### Task objective
Keep the lines exact and the pictures out as you repeat the following listing.

### Records for the exercise

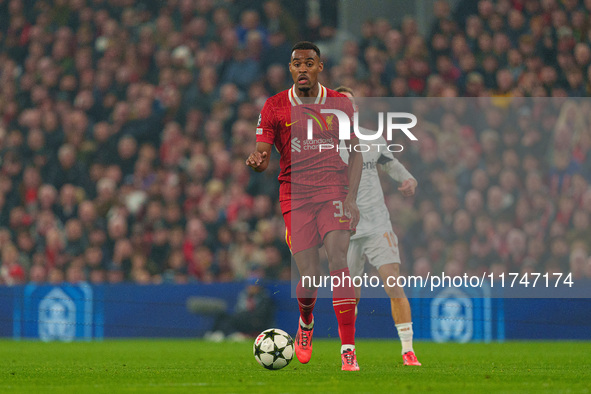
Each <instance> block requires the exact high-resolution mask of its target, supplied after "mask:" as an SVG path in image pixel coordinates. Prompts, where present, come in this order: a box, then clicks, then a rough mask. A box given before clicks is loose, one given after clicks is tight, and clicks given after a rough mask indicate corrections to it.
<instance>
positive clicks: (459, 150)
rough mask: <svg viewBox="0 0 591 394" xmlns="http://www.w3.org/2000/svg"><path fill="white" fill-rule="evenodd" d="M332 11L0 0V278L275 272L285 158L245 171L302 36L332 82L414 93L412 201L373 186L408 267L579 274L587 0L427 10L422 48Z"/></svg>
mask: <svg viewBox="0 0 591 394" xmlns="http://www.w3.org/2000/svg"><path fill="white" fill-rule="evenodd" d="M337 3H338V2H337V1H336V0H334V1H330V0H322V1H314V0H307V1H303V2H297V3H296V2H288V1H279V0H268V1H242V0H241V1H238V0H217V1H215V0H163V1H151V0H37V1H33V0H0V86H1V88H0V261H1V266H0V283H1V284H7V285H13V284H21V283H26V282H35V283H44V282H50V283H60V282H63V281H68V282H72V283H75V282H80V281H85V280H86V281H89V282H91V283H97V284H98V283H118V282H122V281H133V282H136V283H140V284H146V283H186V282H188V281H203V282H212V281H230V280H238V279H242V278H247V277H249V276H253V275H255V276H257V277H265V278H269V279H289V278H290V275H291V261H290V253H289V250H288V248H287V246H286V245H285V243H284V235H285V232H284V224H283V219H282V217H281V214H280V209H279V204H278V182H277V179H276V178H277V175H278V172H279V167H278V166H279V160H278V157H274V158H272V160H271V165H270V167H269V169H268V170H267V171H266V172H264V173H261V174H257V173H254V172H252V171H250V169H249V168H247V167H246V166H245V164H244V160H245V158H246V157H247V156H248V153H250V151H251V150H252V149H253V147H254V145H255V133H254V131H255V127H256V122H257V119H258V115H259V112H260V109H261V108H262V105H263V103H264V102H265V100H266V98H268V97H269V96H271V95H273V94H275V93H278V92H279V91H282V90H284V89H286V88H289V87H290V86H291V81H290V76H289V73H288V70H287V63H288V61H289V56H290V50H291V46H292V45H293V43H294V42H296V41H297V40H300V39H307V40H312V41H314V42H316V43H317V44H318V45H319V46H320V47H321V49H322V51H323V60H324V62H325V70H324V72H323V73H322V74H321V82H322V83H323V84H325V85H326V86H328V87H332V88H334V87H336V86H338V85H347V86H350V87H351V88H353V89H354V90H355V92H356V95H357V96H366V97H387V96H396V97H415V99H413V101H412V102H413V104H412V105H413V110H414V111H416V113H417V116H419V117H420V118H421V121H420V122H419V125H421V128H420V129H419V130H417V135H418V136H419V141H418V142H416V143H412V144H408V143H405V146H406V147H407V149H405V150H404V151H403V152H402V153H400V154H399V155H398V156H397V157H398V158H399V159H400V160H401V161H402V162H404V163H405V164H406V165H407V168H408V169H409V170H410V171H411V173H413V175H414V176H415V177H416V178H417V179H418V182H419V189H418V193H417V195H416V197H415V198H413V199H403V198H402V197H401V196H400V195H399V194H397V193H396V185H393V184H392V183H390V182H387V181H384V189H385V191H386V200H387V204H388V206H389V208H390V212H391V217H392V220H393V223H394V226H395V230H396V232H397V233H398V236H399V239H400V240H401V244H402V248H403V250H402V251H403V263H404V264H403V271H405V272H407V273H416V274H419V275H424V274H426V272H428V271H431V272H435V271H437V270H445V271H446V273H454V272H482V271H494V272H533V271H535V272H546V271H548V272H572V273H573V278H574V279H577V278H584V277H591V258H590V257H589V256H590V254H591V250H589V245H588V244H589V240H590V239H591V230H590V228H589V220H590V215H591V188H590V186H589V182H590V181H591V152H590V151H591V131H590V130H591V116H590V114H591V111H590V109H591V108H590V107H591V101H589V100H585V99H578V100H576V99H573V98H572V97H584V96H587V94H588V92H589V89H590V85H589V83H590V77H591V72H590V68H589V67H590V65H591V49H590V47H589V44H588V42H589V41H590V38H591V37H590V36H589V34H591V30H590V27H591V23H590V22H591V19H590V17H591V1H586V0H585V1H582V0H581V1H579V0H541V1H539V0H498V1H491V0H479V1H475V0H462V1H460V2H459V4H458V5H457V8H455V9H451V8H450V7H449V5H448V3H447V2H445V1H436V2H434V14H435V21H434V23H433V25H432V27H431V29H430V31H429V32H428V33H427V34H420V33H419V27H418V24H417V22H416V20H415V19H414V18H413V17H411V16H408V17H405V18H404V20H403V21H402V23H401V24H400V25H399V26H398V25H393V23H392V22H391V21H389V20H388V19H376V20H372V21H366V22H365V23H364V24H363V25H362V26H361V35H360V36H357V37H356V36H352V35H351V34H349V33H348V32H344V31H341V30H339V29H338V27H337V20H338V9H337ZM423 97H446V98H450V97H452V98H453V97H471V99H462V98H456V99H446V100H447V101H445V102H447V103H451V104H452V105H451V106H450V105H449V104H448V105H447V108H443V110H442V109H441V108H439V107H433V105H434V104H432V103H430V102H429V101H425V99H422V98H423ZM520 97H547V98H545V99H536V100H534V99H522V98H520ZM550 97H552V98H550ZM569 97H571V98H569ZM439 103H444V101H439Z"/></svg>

### Answer to this exercise
Each <instance> block requires the exact high-resolution mask of its target, supplied after "mask:" as an SVG path in image pixel coordinates. Prompts, where present, come in this order: a box, then clicks, then a rough mask. A box given before clicks is loose, one given after clicks is tight, and clicks given after a rough mask indicate corrections to it.
<instance>
positive clicks: (459, 150)
rough mask: <svg viewBox="0 0 591 394" xmlns="http://www.w3.org/2000/svg"><path fill="white" fill-rule="evenodd" d="M332 11L0 0V278L275 272L285 158L245 171L302 36L332 82L414 93L412 201L373 186L408 267L579 274L587 0L427 10L422 48Z"/></svg>
mask: <svg viewBox="0 0 591 394" xmlns="http://www.w3.org/2000/svg"><path fill="white" fill-rule="evenodd" d="M337 3H338V2H337V1H336V0H334V1H330V0H322V1H314V0H307V1H303V2H297V3H296V2H288V1H279V0H268V1H242V0H241V1H238V0H217V1H215V0H163V1H151V0H37V1H33V0H0V86H1V88H0V261H1V266H0V283H1V284H7V285H13V284H21V283H26V282H35V283H44V282H50V283H60V282H63V281H68V282H72V283H75V282H80V281H85V280H86V281H89V282H91V283H97V284H98V283H118V282H122V281H133V282H136V283H140V284H146V283H186V282H188V281H203V282H212V281H230V280H238V279H242V278H247V277H249V276H253V275H255V276H257V277H265V278H269V279H289V278H290V275H291V261H290V253H289V250H288V248H287V246H286V245H285V243H284V235H285V232H284V224H283V219H282V217H281V214H280V209H279V204H278V182H277V179H276V178H277V175H278V172H279V167H278V166H279V160H278V157H274V158H272V160H271V165H270V167H269V169H268V170H267V171H266V172H264V173H261V174H257V173H254V172H252V171H250V169H249V168H247V167H246V166H245V164H244V160H245V158H246V157H247V156H248V153H250V151H251V150H252V149H253V147H254V145H255V133H254V131H255V127H256V122H257V119H258V115H259V112H260V109H261V108H262V105H263V103H264V102H265V100H266V98H268V97H269V96H271V95H273V94H275V93H278V92H279V91H282V90H284V89H286V88H289V87H290V86H291V81H290V76H289V73H288V70H287V63H288V61H289V56H290V50H291V46H292V45H293V43H294V42H296V41H297V40H300V39H307V40H312V41H314V42H316V43H317V44H318V45H319V46H320V47H321V49H322V51H323V60H324V62H325V70H324V72H323V73H322V74H321V82H322V83H323V84H325V85H326V86H328V87H332V88H334V87H336V86H338V85H347V86H350V87H351V88H353V89H354V90H355V92H356V95H357V96H366V97H387V96H396V97H415V99H413V101H412V102H413V104H412V105H413V110H414V111H416V113H417V116H419V117H420V118H421V121H420V122H419V125H421V128H420V129H419V130H417V135H418V136H419V141H418V142H416V143H412V144H408V143H405V146H406V147H407V149H405V150H404V151H403V152H402V153H400V154H399V155H398V156H397V157H398V158H399V159H400V160H401V161H402V162H404V163H405V164H406V165H407V168H408V169H409V170H410V171H411V173H413V175H414V176H415V177H416V178H417V179H418V182H419V189H418V193H417V195H416V197H415V198H413V199H403V198H402V197H401V196H400V195H399V194H397V193H396V185H393V184H392V183H390V182H387V181H384V189H385V191H386V200H387V204H388V206H389V208H390V212H391V217H392V220H393V223H394V226H395V230H396V232H397V233H398V236H399V239H400V240H401V244H402V248H403V250H402V251H403V263H404V264H403V271H405V272H407V273H416V274H419V275H424V274H426V272H428V271H431V272H435V271H437V270H445V271H446V273H454V272H482V271H494V272H533V271H535V272H546V271H548V272H572V273H573V278H574V279H577V278H584V277H591V258H590V257H589V256H590V254H591V250H589V245H588V244H589V240H590V239H591V230H590V228H589V220H590V215H591V188H590V186H589V182H590V181H591V152H590V151H591V131H590V130H591V116H590V114H591V111H590V109H591V108H590V107H591V101H589V100H585V99H578V100H576V99H573V98H572V97H584V96H587V94H588V92H589V89H590V85H589V83H590V77H591V72H590V68H589V67H590V65H591V49H590V47H589V44H588V42H589V41H590V38H591V37H590V36H589V34H591V30H590V27H591V23H590V22H591V19H590V17H591V1H586V0H585V1H582V0H581V1H579V0H541V1H539V0H498V1H491V0H479V1H475V0H462V1H460V2H459V4H458V5H457V8H455V9H451V8H450V7H449V5H448V3H447V2H445V1H436V2H434V14H435V21H434V23H433V25H432V27H431V29H430V31H429V32H428V33H427V34H420V33H419V27H418V24H417V22H416V20H415V19H414V18H413V17H411V16H408V17H405V18H404V20H403V21H402V23H401V24H400V25H399V26H398V25H393V23H392V22H391V21H389V20H388V19H376V20H372V21H366V22H365V23H364V24H363V25H362V26H361V35H360V36H357V37H356V36H352V35H351V34H349V33H348V32H344V31H341V30H339V29H338V27H337V20H338V9H337ZM423 97H446V98H450V97H452V98H453V97H471V99H462V98H456V99H446V100H447V101H445V102H447V103H451V104H452V105H451V106H450V105H449V104H448V105H447V108H443V110H442V109H441V108H439V107H433V105H434V104H432V103H430V102H429V101H425V99H422V98H423ZM520 97H547V98H545V99H536V100H534V99H522V98H520ZM550 97H552V98H550ZM569 97H571V98H569ZM439 103H444V101H439Z"/></svg>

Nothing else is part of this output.